Direction ▸ Please change every "weathered wood surface" to "aged timber surface" in the rows, beginning with the first line and ending after the line that contains "point(259, 23)", keeping everything else the same. Leave the pictures out of your answer.

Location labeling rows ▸
'''
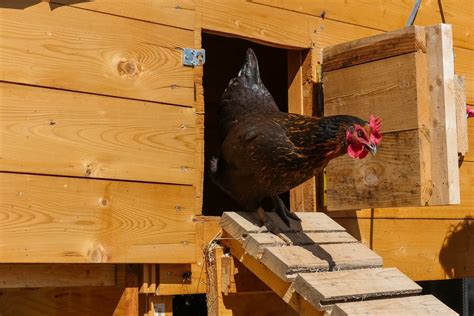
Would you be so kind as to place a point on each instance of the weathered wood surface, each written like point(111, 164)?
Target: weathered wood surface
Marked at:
point(461, 120)
point(417, 305)
point(388, 88)
point(385, 45)
point(325, 289)
point(288, 261)
point(56, 275)
point(99, 53)
point(387, 16)
point(442, 97)
point(259, 23)
point(240, 224)
point(178, 13)
point(390, 179)
point(83, 220)
point(48, 131)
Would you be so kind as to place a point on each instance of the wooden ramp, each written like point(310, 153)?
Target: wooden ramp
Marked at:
point(316, 266)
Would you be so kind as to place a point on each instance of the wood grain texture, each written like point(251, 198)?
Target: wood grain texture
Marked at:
point(461, 119)
point(385, 45)
point(50, 131)
point(56, 275)
point(329, 32)
point(287, 262)
point(442, 97)
point(178, 13)
point(80, 220)
point(258, 23)
point(388, 16)
point(281, 288)
point(324, 289)
point(101, 53)
point(387, 88)
point(449, 212)
point(423, 249)
point(425, 305)
point(391, 179)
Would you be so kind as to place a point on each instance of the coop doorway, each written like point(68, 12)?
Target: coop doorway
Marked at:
point(224, 58)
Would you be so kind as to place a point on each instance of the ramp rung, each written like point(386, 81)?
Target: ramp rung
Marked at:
point(325, 289)
point(286, 262)
point(416, 305)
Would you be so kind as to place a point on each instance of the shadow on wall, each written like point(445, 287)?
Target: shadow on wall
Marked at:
point(457, 253)
point(23, 4)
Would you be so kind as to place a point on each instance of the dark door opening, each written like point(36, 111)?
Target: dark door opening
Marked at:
point(224, 57)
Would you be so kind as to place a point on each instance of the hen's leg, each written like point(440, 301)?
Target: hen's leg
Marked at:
point(282, 211)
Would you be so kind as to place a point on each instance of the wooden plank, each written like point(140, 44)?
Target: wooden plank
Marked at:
point(305, 238)
point(281, 288)
point(386, 88)
point(255, 244)
point(287, 262)
point(178, 13)
point(391, 179)
point(416, 305)
point(443, 115)
point(80, 220)
point(461, 120)
point(240, 224)
point(325, 289)
point(328, 32)
point(160, 305)
point(56, 275)
point(103, 54)
point(470, 154)
point(387, 16)
point(369, 49)
point(423, 249)
point(48, 131)
point(300, 72)
point(258, 23)
point(432, 212)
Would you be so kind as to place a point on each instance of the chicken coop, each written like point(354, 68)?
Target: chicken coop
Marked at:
point(108, 121)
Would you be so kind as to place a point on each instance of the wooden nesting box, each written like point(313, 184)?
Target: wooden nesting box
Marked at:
point(407, 78)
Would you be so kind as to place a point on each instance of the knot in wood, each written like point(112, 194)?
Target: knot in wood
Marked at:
point(129, 68)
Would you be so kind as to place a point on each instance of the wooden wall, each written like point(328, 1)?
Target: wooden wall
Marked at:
point(99, 158)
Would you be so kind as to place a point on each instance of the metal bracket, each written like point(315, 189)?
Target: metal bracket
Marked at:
point(194, 57)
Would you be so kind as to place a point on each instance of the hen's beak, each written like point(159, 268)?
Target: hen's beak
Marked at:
point(372, 148)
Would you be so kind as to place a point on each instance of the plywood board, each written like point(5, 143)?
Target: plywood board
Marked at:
point(179, 13)
point(56, 275)
point(387, 88)
point(390, 179)
point(324, 289)
point(417, 305)
point(385, 45)
point(387, 16)
point(81, 220)
point(99, 53)
point(48, 131)
point(287, 262)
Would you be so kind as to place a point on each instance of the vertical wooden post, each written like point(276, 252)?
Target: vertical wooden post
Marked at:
point(300, 101)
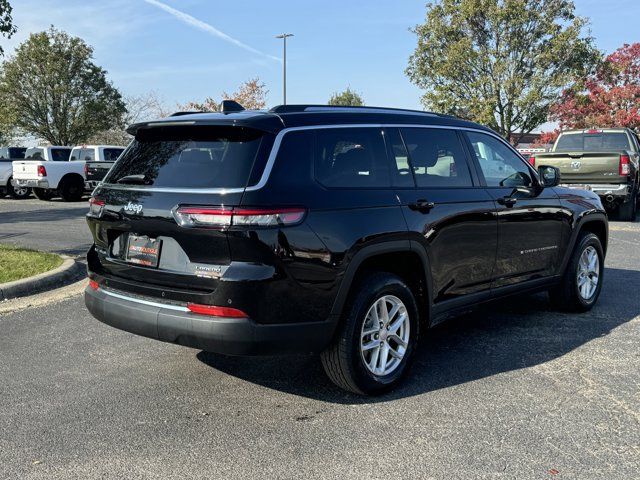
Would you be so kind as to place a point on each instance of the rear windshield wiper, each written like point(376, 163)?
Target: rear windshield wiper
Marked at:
point(135, 180)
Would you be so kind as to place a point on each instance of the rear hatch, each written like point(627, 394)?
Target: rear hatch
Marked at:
point(135, 213)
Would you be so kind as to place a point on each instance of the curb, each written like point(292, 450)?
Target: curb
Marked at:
point(69, 270)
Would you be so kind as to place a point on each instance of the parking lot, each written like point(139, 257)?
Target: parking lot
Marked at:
point(513, 390)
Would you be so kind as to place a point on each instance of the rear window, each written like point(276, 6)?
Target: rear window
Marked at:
point(34, 154)
point(193, 157)
point(592, 142)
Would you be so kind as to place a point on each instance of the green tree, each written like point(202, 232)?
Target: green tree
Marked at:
point(348, 98)
point(52, 89)
point(501, 63)
point(7, 28)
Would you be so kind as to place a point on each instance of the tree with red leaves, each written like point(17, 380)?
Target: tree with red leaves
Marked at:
point(608, 98)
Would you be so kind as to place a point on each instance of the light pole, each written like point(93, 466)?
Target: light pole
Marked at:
point(284, 65)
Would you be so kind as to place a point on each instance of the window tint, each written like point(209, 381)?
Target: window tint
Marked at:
point(192, 157)
point(351, 158)
point(400, 169)
point(112, 154)
point(500, 166)
point(60, 154)
point(437, 157)
point(592, 142)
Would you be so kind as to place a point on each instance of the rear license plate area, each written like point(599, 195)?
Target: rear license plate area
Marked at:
point(143, 250)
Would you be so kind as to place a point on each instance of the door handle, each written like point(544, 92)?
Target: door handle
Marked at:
point(422, 205)
point(507, 201)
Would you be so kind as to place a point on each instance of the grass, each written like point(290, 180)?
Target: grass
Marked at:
point(17, 263)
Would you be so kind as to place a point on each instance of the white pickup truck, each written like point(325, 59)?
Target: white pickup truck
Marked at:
point(53, 171)
point(7, 156)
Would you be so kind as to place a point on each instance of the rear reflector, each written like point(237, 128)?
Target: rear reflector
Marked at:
point(221, 217)
point(215, 311)
point(625, 167)
point(95, 206)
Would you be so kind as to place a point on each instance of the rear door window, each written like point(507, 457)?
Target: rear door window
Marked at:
point(436, 157)
point(193, 157)
point(351, 158)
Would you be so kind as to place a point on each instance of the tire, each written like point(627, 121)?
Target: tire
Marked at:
point(568, 296)
point(43, 193)
point(627, 210)
point(71, 189)
point(19, 193)
point(345, 362)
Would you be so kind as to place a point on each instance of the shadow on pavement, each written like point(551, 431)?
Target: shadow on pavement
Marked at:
point(507, 335)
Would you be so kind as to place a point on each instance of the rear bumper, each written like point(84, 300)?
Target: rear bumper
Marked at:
point(32, 183)
point(231, 336)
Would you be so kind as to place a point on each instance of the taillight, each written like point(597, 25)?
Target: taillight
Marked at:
point(221, 217)
point(95, 206)
point(215, 311)
point(625, 165)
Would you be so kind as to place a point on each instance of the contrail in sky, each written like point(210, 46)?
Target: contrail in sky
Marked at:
point(210, 29)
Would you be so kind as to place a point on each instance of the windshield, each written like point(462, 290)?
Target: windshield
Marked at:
point(592, 142)
point(193, 157)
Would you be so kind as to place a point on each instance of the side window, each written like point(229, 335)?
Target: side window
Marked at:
point(500, 166)
point(351, 158)
point(437, 157)
point(400, 168)
point(112, 154)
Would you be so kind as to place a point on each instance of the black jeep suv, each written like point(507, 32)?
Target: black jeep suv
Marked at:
point(341, 231)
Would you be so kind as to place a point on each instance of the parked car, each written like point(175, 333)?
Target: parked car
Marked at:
point(98, 160)
point(7, 155)
point(604, 161)
point(337, 230)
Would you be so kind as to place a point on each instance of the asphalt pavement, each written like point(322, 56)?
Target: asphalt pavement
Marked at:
point(513, 390)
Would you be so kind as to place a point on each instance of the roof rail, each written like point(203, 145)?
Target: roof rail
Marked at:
point(346, 109)
point(179, 114)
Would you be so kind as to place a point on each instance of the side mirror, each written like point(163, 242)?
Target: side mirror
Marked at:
point(549, 176)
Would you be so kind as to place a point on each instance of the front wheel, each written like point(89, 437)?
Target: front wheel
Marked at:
point(582, 281)
point(17, 192)
point(377, 339)
point(43, 193)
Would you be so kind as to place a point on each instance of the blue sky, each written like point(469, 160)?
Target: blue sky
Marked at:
point(151, 45)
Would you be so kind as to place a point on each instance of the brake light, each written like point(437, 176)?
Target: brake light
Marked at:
point(215, 311)
point(625, 165)
point(96, 206)
point(221, 217)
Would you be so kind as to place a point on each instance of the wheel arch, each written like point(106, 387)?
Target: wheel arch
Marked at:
point(398, 257)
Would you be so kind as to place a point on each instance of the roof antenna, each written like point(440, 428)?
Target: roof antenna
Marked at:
point(230, 106)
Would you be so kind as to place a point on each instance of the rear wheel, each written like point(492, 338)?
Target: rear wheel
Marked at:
point(377, 338)
point(43, 193)
point(71, 189)
point(17, 192)
point(582, 281)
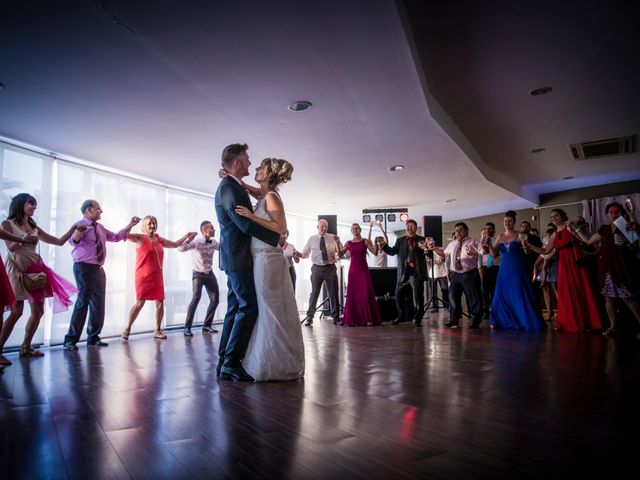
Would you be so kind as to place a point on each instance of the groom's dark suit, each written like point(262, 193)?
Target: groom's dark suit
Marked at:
point(235, 260)
point(412, 271)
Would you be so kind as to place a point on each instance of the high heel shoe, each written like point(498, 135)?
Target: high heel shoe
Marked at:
point(28, 352)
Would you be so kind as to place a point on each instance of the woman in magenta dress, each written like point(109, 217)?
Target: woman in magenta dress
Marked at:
point(7, 297)
point(361, 307)
point(149, 280)
point(577, 308)
point(24, 258)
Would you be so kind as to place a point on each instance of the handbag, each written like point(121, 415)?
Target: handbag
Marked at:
point(34, 281)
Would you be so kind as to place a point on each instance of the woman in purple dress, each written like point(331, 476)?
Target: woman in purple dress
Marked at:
point(361, 307)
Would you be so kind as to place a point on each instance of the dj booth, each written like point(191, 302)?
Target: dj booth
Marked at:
point(384, 287)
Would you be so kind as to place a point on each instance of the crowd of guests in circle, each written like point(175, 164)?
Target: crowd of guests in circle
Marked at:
point(27, 278)
point(502, 277)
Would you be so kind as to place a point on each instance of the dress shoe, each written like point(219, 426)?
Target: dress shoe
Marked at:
point(237, 374)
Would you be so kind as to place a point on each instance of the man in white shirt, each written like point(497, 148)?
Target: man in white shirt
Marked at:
point(465, 253)
point(323, 249)
point(202, 249)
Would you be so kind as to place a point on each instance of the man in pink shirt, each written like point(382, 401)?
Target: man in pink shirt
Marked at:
point(89, 252)
point(465, 254)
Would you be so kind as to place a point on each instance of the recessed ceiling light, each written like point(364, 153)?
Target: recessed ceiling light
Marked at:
point(540, 91)
point(299, 106)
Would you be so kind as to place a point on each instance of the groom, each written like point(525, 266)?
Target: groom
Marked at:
point(235, 260)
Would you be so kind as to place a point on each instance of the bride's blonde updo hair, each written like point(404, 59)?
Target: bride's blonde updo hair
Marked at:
point(278, 171)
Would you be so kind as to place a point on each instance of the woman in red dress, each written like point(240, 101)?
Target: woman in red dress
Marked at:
point(618, 267)
point(361, 307)
point(7, 297)
point(149, 281)
point(577, 308)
'''
Exercise response ▸
Would you be so kind as to place a point on each instance of the aged timber surface, each written like point(111, 164)?
Target: aged timber surface
Marked at:
point(461, 120)
point(417, 305)
point(388, 88)
point(385, 45)
point(325, 289)
point(288, 261)
point(56, 275)
point(99, 53)
point(387, 16)
point(442, 97)
point(259, 23)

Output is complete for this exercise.